# YOUR TASK
Swap "conifer forest" for "evergreen forest" throughout the data, leave everything else unchanged, and omit the pictures from your answer.

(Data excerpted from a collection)
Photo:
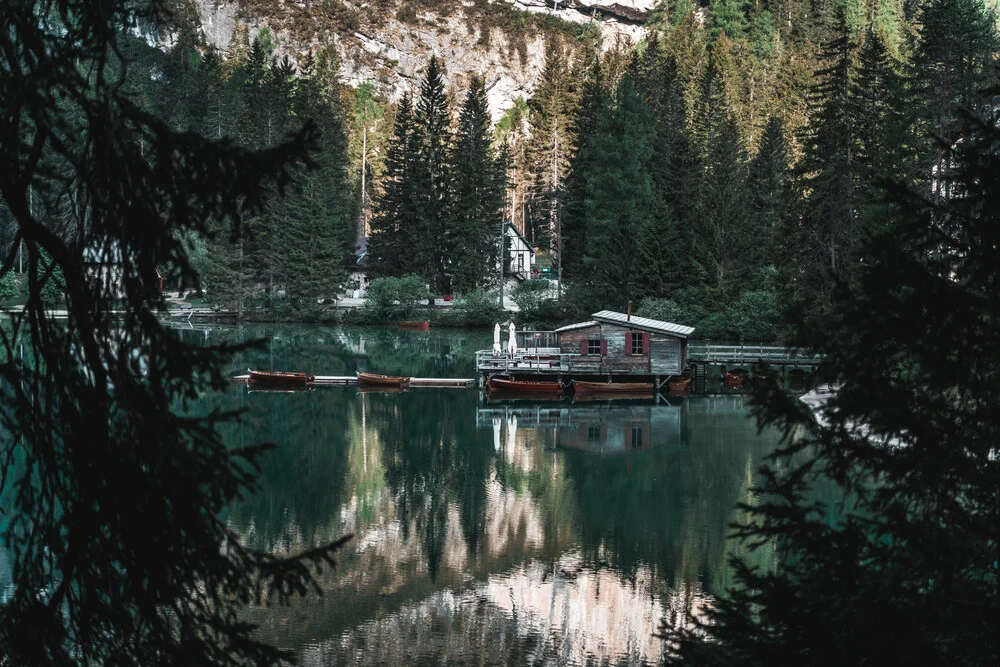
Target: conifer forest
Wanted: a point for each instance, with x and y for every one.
(721, 172)
(201, 195)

# RESPONSE
Photo:
Target: evergreen forest
Wanted: a point for each instance, with x and y for every one.
(721, 172)
(201, 195)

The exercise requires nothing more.